Task inputs:
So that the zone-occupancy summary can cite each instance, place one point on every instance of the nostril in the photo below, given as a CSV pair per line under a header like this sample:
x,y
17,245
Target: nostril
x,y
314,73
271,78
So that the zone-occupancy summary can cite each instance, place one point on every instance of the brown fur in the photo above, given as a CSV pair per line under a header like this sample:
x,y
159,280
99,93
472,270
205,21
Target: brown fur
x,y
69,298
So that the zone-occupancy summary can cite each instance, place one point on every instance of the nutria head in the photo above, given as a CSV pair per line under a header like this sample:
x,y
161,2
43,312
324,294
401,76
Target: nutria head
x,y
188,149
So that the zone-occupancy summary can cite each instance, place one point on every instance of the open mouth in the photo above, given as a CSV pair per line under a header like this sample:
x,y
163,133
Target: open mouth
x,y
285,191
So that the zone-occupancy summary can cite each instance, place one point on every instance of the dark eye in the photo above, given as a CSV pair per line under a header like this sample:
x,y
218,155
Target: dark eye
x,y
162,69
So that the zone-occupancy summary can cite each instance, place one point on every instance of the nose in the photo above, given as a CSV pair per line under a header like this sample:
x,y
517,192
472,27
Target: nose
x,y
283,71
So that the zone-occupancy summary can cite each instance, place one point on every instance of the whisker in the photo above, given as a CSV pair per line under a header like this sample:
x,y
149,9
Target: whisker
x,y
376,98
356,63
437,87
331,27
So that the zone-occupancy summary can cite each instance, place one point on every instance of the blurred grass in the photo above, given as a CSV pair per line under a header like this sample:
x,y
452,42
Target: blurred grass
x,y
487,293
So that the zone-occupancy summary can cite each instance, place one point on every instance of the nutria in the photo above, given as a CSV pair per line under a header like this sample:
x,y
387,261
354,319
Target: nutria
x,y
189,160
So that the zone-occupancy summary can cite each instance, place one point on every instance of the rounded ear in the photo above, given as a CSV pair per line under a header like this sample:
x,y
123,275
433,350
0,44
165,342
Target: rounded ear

Assignment:
Write out every entry above exactly as given.

Solution for this exercise:
So that the zone-occupancy summary can cite each instance, place one point on every instance of the nostril in the photo below, given as a CSV pair per line under a header like this sample:
x,y
17,245
Target: nostril
x,y
314,73
271,78
So that the zone-occupancy summary can cite each instance, place one point on every instance of the brown fur in the photo above, given as a CSV pair per line under a header like this sample:
x,y
159,280
99,93
472,270
205,21
Target: brown fur
x,y
69,298
So that the zone-occupancy summary can cite each instance, place one point on every instance of the nutria head in the photo above, given as a CSV pair per line under a header like this sample:
x,y
161,2
43,312
324,294
401,76
Target: nutria head
x,y
188,149
So that the zone-occupancy summary can cite each instance, place one point on every instance of the open mouth in the photo above, given as a CSV pair per line under a header like this sample:
x,y
163,133
Target: open mouth
x,y
285,191
So that the zone-occupancy summary can cite each instance, place one point on every instance of the dark eye in the photo above, given as a CSV pair per line under a header like this sample:
x,y
218,155
Target: dark eye
x,y
162,69
So that the zone-occupancy summary can cite each instance, place one point on every instance of the nose in the photo above, given as a CSV pair per line under a header like this sample:
x,y
517,192
472,27
Target: nose
x,y
283,71
So that the zone-occupancy summary can cite each instance, place one point on every instance of the whisker in the photo above, given as a CSV pair per line under a header like this sample:
x,y
149,9
Target: whisker
x,y
376,98
356,63
437,87
331,27
So that the zone-occupancy summary can cite each instance, place one point on every instance of the blurred grass in the photo above, given as a CSV pair per line under a header like this sample:
x,y
452,42
Target: blurred grass
x,y
487,293
So that the zone-occupancy summary can cite each instance, place one point on every instance of the nutria in the photo above, given as a CSV pair per line under a header like this sample:
x,y
387,261
354,319
Target: nutria
x,y
189,160
So that the zone-occupancy summary can cite each instance, place one point on every instance of the rounded ear in the photo above, given as a CSV pair per line under a header like this sample:
x,y
123,275
433,350
0,44
165,342
Target: rounded ear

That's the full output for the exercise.